The transition from sea to land marks an important point in the evolution of life on our planet. There are many scientists who dedicate their entire careers to understanding what caused this fundamental shift, but just quietly if this happened to swim past I'd be the first onto the beach, legs or no legs. For all the relative safety prehistoric land offered over the deadly sea, it wasn't without its own set of dangers - volcanoes, earthquakes, extreme weather and real estate agents all contributed to make our early world a frightening place to live in.
In the Creature phase of Spore, this element of danger hasn't been lost. Upon setting up your nest on the beach you're greeted with the first 3D free-roaming environment in the game, as well as an invitation to once again tweak your creature, allowing it to adapt to face a new set of challenges. Although at this point my redesign was perhaps slightly more comprehensive than it needed to be. Due to this, the continuity was lost on my particular character, which really hammered home the futile nature of the Cell Phase and kicked off the Creature Phase in a relatively negative light. You can't get away from what you've been - there's a comprehensive time-line detailing each Creature Creator event, and I'm pleased this is only a simulation otherwise there would be some extremely confused palaeontologists wondering how a small shrimp-like creature suddenly morphed into a giant mosquito.
The purpose of the Creature Phase is to either eat or socialise your way through your environment to accumulate DNA points. The former is easy - simply eat from the many fruit trees if you've chosen herbivore, or initiate an attack on a rival nest if you're a carnivore. Socialising requires a bit more work, as you'll need to perform a combination of singing and dancing to mimic other creatures, at which point they will either ally with you, or most likely look disgusted at your inability to reproduce their particular dance steps or musical tune. Those who have played with the previously released Spore Creature Creator will recognise some of the dance steps available here, although despite trying innumerable times I was unable to convince a single species to ally with me. I therefore relied on advancement through gastronomic means.

» **Available data**:
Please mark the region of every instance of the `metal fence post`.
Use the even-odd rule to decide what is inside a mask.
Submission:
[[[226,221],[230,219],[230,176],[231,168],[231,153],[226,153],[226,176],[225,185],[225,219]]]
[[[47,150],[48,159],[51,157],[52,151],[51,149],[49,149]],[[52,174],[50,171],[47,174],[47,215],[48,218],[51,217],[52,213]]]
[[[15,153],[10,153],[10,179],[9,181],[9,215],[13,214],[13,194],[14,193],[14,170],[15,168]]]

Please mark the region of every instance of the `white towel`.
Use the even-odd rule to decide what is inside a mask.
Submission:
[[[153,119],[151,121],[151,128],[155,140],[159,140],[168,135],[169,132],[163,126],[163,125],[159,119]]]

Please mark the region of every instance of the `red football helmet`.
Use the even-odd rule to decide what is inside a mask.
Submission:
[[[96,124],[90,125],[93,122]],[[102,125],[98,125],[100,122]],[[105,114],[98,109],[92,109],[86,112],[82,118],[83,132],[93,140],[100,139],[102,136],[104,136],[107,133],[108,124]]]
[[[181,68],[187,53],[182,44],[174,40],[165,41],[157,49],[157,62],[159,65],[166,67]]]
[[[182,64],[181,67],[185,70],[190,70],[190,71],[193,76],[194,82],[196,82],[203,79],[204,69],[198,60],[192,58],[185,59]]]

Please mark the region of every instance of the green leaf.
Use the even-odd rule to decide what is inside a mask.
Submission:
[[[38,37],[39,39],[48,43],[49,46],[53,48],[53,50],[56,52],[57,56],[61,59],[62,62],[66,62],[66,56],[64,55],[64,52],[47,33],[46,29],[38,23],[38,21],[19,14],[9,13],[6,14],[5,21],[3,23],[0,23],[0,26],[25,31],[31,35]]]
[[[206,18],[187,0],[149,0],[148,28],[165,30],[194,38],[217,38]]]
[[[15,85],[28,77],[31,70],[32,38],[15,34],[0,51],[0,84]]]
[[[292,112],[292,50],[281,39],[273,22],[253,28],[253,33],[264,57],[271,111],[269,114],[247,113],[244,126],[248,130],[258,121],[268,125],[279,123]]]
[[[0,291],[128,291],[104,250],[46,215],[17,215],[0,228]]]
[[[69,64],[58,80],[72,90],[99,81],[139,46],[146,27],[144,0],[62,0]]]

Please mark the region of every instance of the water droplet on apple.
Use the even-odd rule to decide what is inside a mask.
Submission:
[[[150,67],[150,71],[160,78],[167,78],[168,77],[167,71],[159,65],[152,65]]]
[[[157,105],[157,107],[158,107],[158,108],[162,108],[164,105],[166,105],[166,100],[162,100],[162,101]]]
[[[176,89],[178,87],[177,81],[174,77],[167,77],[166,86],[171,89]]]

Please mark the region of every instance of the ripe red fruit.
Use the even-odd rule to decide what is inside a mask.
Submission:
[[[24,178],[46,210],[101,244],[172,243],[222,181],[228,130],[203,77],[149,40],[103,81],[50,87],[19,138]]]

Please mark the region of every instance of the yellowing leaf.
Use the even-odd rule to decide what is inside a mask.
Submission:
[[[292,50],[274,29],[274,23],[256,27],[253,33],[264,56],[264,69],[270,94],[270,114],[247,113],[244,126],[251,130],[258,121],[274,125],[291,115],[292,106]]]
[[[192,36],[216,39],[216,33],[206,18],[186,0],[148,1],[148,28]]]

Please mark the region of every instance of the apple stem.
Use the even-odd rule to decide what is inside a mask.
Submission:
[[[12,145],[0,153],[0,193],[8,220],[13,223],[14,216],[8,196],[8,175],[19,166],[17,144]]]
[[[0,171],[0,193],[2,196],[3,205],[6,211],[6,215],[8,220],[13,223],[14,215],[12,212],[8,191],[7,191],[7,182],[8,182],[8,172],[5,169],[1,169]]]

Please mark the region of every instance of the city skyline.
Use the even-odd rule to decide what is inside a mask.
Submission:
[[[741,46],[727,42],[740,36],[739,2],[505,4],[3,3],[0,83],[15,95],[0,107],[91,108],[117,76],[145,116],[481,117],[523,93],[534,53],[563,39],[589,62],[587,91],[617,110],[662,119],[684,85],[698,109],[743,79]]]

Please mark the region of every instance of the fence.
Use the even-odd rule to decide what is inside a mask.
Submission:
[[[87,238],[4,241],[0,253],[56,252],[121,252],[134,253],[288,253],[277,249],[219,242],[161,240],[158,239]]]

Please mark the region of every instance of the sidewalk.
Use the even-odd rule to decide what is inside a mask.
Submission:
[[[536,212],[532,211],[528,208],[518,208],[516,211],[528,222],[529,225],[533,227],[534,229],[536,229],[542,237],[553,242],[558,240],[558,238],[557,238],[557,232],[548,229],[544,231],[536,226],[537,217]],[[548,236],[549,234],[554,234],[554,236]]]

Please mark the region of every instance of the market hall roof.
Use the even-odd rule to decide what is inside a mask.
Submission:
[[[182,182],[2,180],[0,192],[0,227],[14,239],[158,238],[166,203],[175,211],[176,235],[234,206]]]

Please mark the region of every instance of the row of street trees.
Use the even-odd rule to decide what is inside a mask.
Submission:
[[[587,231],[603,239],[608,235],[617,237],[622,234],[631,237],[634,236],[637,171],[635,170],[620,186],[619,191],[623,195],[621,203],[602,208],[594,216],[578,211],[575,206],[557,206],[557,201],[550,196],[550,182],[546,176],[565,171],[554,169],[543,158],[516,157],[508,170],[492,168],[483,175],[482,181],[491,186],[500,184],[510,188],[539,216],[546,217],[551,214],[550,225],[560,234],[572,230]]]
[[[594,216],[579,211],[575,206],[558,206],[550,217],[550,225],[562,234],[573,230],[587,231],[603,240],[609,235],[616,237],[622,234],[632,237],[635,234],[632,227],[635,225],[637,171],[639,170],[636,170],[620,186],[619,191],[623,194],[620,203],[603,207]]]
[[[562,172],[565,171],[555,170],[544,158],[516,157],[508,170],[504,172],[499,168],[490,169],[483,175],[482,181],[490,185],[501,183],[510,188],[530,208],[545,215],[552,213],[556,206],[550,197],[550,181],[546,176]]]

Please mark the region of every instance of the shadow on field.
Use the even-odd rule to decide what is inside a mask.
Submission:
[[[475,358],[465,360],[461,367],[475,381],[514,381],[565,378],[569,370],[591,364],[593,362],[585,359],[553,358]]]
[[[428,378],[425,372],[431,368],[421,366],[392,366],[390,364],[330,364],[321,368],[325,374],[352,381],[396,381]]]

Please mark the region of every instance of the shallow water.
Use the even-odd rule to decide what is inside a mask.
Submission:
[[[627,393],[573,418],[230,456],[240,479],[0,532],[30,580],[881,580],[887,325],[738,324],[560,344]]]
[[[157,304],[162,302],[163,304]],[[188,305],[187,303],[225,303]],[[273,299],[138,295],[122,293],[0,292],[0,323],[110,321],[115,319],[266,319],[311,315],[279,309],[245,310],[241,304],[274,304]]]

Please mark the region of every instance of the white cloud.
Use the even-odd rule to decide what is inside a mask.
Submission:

» **Tasks to perform**:
(1) Decide whether each statement below agrees with the Spore review. Answer yes or no for each, and quote the deciding words of the review.
(a) Socialising in the Creature Phase involves singing and dancing to mimic other creatures.
(b) The writer managed to ally with at least one species.
(c) Setting up a nest on the beach brings the first 3D free-roaming environment in the game.
(2) According to the Spore review, what do players accumulate by eating or socialising in the Creature Phase?
(3) Continue the Spore review from the end of its final sentence.

» **Answers to the exercises**:
(1)
(a) Yes: "you'll need to perform a combination of singing and dancing to mimic other creatures"
(b) No: "I was unable to convince a single species to ally with me"
(c) Yes: "you're greeted with the first 3D free-roaming environment in the game"

(2) DNA points.

(3)
You are utterly alone in your wanderings throughout this primitive land, and death is frequent. You can be attacked by creatures far more powerful than you (denoted by a numerical value attached to each creature) or simply run out of food and starve. Each time you die you are hatched again back at your nest, which forms the focal point of your fledgeling community, and in order to access the Creature Creator screen you need to return here and use your mating call in a similar fashion to the Cell Phase. Scattered around this primitive land are the bones of less fortunate creatures, and by looting these piles you can add new genetic improvements to your stash in the Creature Creator.
I found the first half of this phase to be pretty disappointing, as there really isn't anything enjoyable about wandering over the same ground, socialising with the same creatures and getting your dance moves rejected constantly. I've learned to avoid nightclubs for the same reason, so as an experiment I used some DNA points to add a set of wings to my creature. Immediately the game transformed, as taking to the skies I was able to not only cover a great deal of land at a faster pace, I could perfect swooping attacks on unsuspecting nests and illicit a bit of payback on those who had shunned my clearly talented moves earlier. Enthused, I redoubled my efforts to chomp my way through the level and the second half became a much more enjoyable affair.
The detail built into the world again is simply phenomenal. Not only are whatever changes you make to your character reproduced perfectly across every facet of the game's animation engine, Maxis has added world events such as meteor impacts, a full day/night cycle and accurate weather effects to add to your Spore experience. Of course, time waits for no man, and after eating everything in sight my creature was imbued with enough sentience to make it through to the next phase.